§ Aim of the task: Reproduce every line of the items below word for word, keeping them in the same order.

[Begin Working data]

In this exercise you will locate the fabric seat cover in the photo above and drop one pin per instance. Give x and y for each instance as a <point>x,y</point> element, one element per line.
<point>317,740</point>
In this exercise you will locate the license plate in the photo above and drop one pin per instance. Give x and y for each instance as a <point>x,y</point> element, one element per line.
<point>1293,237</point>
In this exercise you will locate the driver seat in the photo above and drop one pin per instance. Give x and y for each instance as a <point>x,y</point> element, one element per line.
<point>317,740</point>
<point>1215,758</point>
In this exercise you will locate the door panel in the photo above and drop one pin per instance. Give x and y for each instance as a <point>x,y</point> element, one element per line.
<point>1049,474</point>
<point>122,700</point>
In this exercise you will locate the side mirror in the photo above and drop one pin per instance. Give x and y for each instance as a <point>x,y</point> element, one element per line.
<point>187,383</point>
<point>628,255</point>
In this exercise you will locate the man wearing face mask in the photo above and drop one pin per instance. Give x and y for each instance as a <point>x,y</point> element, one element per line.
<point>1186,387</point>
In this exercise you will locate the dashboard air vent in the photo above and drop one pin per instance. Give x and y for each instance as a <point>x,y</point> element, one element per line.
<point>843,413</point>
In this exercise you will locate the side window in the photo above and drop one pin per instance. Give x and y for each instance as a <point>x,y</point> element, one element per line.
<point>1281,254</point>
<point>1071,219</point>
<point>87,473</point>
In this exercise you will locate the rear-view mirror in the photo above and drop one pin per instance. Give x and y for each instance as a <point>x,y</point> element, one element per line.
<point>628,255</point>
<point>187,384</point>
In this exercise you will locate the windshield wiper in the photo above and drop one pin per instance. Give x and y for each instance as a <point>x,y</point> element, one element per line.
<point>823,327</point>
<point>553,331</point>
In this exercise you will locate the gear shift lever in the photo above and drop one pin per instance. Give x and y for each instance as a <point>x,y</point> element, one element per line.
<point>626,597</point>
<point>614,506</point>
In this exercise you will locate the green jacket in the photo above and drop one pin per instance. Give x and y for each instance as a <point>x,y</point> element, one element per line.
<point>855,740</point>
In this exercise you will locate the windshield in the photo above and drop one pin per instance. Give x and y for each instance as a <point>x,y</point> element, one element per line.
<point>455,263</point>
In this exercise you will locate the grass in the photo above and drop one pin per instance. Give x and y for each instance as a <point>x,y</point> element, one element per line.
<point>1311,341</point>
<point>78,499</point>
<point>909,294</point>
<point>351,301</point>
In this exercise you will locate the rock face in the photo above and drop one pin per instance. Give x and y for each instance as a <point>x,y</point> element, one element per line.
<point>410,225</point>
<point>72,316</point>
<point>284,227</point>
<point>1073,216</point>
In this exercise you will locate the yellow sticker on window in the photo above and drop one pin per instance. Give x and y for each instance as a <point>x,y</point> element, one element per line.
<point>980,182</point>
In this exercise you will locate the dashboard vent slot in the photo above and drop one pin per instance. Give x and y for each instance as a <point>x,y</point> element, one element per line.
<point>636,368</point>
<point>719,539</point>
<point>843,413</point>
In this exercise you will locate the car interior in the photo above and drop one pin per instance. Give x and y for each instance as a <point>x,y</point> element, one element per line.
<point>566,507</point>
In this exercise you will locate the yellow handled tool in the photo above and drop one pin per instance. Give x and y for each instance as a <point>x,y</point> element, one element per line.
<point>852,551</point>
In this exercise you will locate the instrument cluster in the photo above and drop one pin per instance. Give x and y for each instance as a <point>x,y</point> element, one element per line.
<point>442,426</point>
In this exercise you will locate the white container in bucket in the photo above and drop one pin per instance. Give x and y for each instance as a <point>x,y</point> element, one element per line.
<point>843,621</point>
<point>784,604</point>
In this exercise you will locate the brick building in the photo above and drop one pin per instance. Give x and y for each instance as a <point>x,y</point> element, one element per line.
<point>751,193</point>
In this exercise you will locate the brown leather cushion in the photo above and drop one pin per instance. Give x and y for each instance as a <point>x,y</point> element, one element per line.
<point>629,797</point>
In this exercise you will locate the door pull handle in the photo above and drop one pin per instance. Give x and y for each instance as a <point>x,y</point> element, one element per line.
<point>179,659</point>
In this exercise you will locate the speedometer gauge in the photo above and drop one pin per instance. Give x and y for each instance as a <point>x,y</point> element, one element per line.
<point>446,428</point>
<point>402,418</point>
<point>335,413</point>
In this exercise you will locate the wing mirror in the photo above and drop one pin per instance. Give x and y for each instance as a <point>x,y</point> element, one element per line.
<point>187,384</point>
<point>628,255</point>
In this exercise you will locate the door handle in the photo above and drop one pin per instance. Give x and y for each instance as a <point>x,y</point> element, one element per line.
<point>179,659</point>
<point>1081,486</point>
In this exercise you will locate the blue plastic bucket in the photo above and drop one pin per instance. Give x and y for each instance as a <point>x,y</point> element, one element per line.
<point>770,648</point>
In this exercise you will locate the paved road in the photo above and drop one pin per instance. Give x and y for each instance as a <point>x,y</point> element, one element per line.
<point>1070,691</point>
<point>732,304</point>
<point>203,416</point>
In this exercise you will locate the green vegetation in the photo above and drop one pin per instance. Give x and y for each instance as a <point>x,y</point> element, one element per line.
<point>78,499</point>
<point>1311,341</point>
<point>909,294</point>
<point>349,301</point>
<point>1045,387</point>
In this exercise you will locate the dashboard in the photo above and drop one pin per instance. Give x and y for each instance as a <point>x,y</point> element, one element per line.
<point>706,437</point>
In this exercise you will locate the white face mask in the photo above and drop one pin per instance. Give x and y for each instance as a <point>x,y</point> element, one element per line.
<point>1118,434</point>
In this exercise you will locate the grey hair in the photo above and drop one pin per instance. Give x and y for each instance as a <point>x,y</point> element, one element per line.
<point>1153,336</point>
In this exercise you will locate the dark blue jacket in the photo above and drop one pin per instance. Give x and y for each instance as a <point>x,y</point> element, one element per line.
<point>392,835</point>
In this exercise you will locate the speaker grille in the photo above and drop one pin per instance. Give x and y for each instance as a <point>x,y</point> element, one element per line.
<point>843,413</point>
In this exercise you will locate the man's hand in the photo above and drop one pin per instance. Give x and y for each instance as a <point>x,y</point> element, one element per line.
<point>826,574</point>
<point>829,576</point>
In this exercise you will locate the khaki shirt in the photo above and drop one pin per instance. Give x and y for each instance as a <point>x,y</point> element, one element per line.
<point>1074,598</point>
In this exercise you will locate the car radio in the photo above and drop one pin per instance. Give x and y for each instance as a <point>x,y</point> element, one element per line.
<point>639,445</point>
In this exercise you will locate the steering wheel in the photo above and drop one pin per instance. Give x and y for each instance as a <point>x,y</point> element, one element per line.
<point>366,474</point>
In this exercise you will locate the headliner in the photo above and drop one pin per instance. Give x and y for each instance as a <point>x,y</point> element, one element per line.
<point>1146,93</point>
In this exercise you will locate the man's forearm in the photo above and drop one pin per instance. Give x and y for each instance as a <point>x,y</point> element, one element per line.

[End Working data]

§ The result:
In this exercise you will locate the fabric seat cover in the photo above and drop one pin per instance. Give x and y for each instance as a <point>x,y</point> element, one element per line.
<point>317,740</point>
In this exercise you will locate the license plate in the photo above and drop one pin per instance. Give x and y for each instance as a <point>x,y</point> element, one element per line.
<point>1293,237</point>
In this exercise you will locate the driver seat in the photo above and drop one pin per instance. Give x and y for each instance as a <point>x,y</point> element, one element per line.
<point>317,740</point>
<point>1215,758</point>
In this exercise you will locate the door panel in the photo above and drop one pin per instance. Give x and y for each instance as a <point>x,y</point> element, one element per line.
<point>1049,474</point>
<point>122,700</point>
In this exercise you will locate the side mirror in the photo above and drop one pin per instance. Give x and y for each instance as a <point>x,y</point> element, one element per line.
<point>187,383</point>
<point>628,255</point>
In this exercise you will locate the man wearing face mask in the photo above and drop one pin per instance. Give x and y for each instance as a <point>x,y</point> element, one element per line.
<point>1186,387</point>
In this exercise you will locate the dashboard air vent in the photo above and drop one pin per instance. Give x and y for each instance as a <point>x,y</point> element, one element per line.
<point>843,413</point>
In this exercise you will locate the side window in the photo above and drop one pin per instance. Give x and y for each instance as a <point>x,y</point> element, one element per line.
<point>1281,254</point>
<point>1071,219</point>
<point>87,473</point>
In this exercise you will locate the rear-view mirror in the photo above and drop one pin per instance. Give x and y for each instance as a <point>x,y</point> element, one element per line.
<point>628,255</point>
<point>187,384</point>
In this exercise you will locate the windshield wiper in the photo above and drop one pin per instance. Give x and y for each instance as a <point>x,y</point> element, one element per line.
<point>823,327</point>
<point>553,331</point>
In this exercise you will locate the gear shift lever in the photo above and drop one pin per instance. Give x and y for each instance as a <point>x,y</point> element, one element per line.
<point>626,597</point>
<point>614,506</point>
In this exercise you will locate the green jacket in the photo above and drop one pin per instance. Give x and y for each instance as a <point>x,y</point> element, one element per line.
<point>855,740</point>
In this exercise you will locate the windshield in the photo above and drop one pin per instance. Give x and y for each instance as a <point>x,y</point> element, one element per line.
<point>455,263</point>
In this exercise you will locate the grass in the photo above and drop one pin per instance. Give x and y for each instance as a <point>x,y</point> element, one element per line.
<point>1311,341</point>
<point>78,499</point>
<point>909,294</point>
<point>351,301</point>
In this exercise you will locate the rock face in the photo above and drop one pin per instance. Give x and y for each instance as a <point>x,y</point> element, one element per line.
<point>410,225</point>
<point>72,316</point>
<point>284,227</point>
<point>1073,216</point>
In this exercise you will locate the yellow sticker on window in the photo above and drop one pin per instance. Give x and y for each instance as a <point>x,y</point> element, one element per line.
<point>980,182</point>
In this exercise you will locate the dashboard vent slot in the photo above and drop one pin per instance. Give x and y for each instance as a <point>x,y</point> element, one element per line.
<point>636,368</point>
<point>719,539</point>
<point>843,413</point>
In this exercise you will locate the car interior in the photo above and drop one pin per instance. Give x and y for each instance as a <point>x,y</point> element, one element per line.
<point>566,507</point>
In this exercise you will locate the yellow handled tool in the photo above and drop one pin per instance. Give x and y for each instance as a <point>x,y</point> element, one element per line.
<point>852,551</point>
In this exercise you will locate the instrument cluster in the photo above and drop one pin per instance. Give x and y for each instance as a <point>x,y</point> element, one element per line.
<point>442,426</point>
In this exercise you will locate the white container in bucket in the photo above and drop one pin per instance. Give x and y for each instance as a <point>x,y</point> element, one element per line.
<point>843,621</point>
<point>784,604</point>
In this exercise you will locate the brick building in the photo above and drop one pin per instance. Give x and y for each instance as a <point>x,y</point> element, one element per line.
<point>751,193</point>
In this exercise you will locate the brown leather cushion in the photo above and drop one pin per instance. Give x and y for each instance as a <point>x,y</point> element, one element per line.
<point>629,797</point>
In this exercise you will locate the door pull handle in the photo above and drop one pin per instance. Give x and y for each instance as a <point>x,y</point> element, one element per line.
<point>179,659</point>
In this exercise you will locate the speedometer gauge in the photo above and drop one pin per instance. Give x and y for each instance as a <point>x,y</point> element, one element per line.
<point>446,428</point>
<point>402,418</point>
<point>335,413</point>
In this exercise you will locate the wing mirror in the photo above and drop one pin per instance. Give x and y for each instance as a <point>x,y</point> element, one element per line.
<point>187,384</point>
<point>628,255</point>
In this exercise you will locate the door handle in the photo above and drop one pin per instance. Give x and y for each instance as a <point>x,y</point> element, one element per line.
<point>179,659</point>
<point>1081,486</point>
In this exercise you will locate the blue plastic bucket in the photo above and drop one pin per instance. Give x and y for each instance as a <point>x,y</point> element, one element per line.
<point>770,648</point>
In this exercise you will locate the paved road in the photo above and drop one pin per instance. Give x and y for each instance as a <point>x,y</point> element, one element per line.
<point>1070,691</point>
<point>732,304</point>
<point>203,416</point>
In this exercise you will locate the green vegetation in the photo above and drop one pin per instance. Give x and y for each instance as a <point>x,y</point> element, one element per line.
<point>78,499</point>
<point>1311,341</point>
<point>909,294</point>
<point>349,301</point>
<point>1045,387</point>
In this exercise you will locate the dashboard in the photo above and drop one pin per instance. Give x and y for each instance as a <point>x,y</point> element, one element per line.
<point>706,437</point>
In this exercise you will locate the white face mask in the photo above and drop one pin per instance. Give x and y for each instance as a <point>x,y</point> element, one element per line.
<point>1118,434</point>
In this exercise you will locate the grey hair in the photo above and drop one pin per instance. Give x and y for each instance as a <point>x,y</point> element, one element per line.
<point>1153,336</point>
In this exercise you will locate the dark blue jacket in the photo above and drop one pin per instance. Give x and y for each instance as a <point>x,y</point> element, one element per line.
<point>392,835</point>
In this exercise you will locate the speaker grille in the photo above and drop one pin per instance. Give x and y for each instance as a <point>x,y</point> element, one element per line.
<point>843,413</point>
In this exercise you will locate the man's hand in the photo above and drop one pin per instance. Give x and y for each instance as a <point>x,y</point> element, one element per line.
<point>826,574</point>
<point>829,576</point>
In this exercise you will locate the khaki shirt in the photo above and drop one pin per instance. Give x and y for each instance as a <point>x,y</point> element, one element per line.
<point>1074,598</point>
In this exercise you will locate the car radio in the photo above and drop one pin per instance. Give x and y for each instance as a <point>x,y</point> element, one element per line.
<point>639,445</point>
In this exercise you will locate the steering wheel in the photo above and drop one pin per instance. Give x and y for each instance as a <point>x,y</point> element, one element per line.
<point>366,474</point>
In this exercise you will locate the headliner in the photo above and drop one pin per instance. Give x and y for each instance as a <point>x,y</point> element, one element per line.
<point>1146,93</point>
In this exercise you will locate the man's forearm in the photo above and drop one pin per instance. Give x and y for each instance as a <point>x,y</point> element, one element per line.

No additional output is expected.